> _Extract_
- - - -

Local Housing Market Delayed by Stay-at-Home Order in April
Click HERE for the April 2020 statistics press release and summary charts. The May 2020 report will be released June 22, 2020.
SARASOTA, Fla. (May 21, 2020) – When Governor Ron DeSantis signed a stay-at-home order for the month of April 2020, a pause in the housing market was expected. The new reports compiled by Florida Realtors® and provided by the Realtor® Association of Sarasota and Manatee show significant decreases in overall market activity when compared to April 2019. Sarasota and Manatee counties experienced declines in closed sales, pending sales and new listings, while median prices stay on the rise.
A total of 1,628 closed sales were reported in April 2020 for the two-county area, a 23.8 percent decrease from the same time last year. In Sarasota, single-family sales decreased by 20.3 percent to 632 sales and condo sales decreased by 29.3 percent to 314 sales. Manatee single-family homes decreased by 21.2 percent to 499 sales while condo sales decreased by 30.9 percent to 183 sales.

- - - -

> _Information_

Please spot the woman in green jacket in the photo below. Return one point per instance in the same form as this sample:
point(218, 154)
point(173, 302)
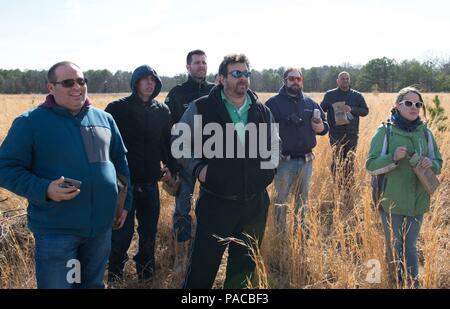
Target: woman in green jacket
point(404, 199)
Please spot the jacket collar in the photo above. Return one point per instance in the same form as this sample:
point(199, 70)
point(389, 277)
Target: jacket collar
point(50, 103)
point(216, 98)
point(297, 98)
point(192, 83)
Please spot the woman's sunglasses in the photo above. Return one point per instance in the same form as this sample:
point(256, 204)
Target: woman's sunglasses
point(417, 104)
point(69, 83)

- - - -

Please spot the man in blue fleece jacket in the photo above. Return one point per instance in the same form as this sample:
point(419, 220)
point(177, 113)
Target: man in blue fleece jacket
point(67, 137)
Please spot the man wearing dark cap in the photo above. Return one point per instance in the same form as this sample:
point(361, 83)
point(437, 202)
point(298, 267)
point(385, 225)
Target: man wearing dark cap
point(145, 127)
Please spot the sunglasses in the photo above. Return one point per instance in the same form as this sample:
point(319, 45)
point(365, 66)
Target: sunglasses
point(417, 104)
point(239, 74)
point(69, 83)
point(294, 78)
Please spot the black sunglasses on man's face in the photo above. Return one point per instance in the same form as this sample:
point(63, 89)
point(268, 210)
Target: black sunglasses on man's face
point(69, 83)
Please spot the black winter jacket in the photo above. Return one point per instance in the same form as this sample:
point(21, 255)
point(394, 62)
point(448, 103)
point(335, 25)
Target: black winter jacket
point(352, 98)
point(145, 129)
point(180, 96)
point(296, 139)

- - - -

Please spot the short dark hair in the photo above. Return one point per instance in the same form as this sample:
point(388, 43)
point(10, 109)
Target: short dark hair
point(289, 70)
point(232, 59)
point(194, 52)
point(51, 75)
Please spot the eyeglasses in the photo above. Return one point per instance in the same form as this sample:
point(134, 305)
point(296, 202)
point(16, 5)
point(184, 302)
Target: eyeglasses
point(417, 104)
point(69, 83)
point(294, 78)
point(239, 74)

- - - -

> _Prompt A_
In the housing market report, rewrite the passage from "SARASOTA, Fla. (May" to "to 183 sales.", substituting "fell" for "decreased".
> _Prompt B_
According to the housing market report, how many closed sales were reported for the two-county area in April 2020?

> _Task answer A_
SARASOTA, Fla. (May 21, 2020) – When Governor Ron DeSantis signed a stay-at-home order for the month of April 2020, a pause in the housing market was expected. The new reports compiled by Florida Realtors® and provided by the Realtor® Association of Sarasota and Manatee show significant decreases in overall market activity when compared to April 2019. Sarasota and Manatee counties experienced declines in closed sales, pending sales and new listings, while median prices stay on the rise.
A total of 1,628 closed sales were reported in April 2020 for the two-county area, a 23.8 percent decrease from the same time last year. In Sarasota, single-family sales fell by 20.3 percent to 632 sales and condo sales fell by 29.3 percent to 314 sales. Manatee single-family homes fell by 21.2 percent to 499 sales while condo sales fell by 30.9 percent to 183 sales.

> _Task answer B_
1,628 closed sales.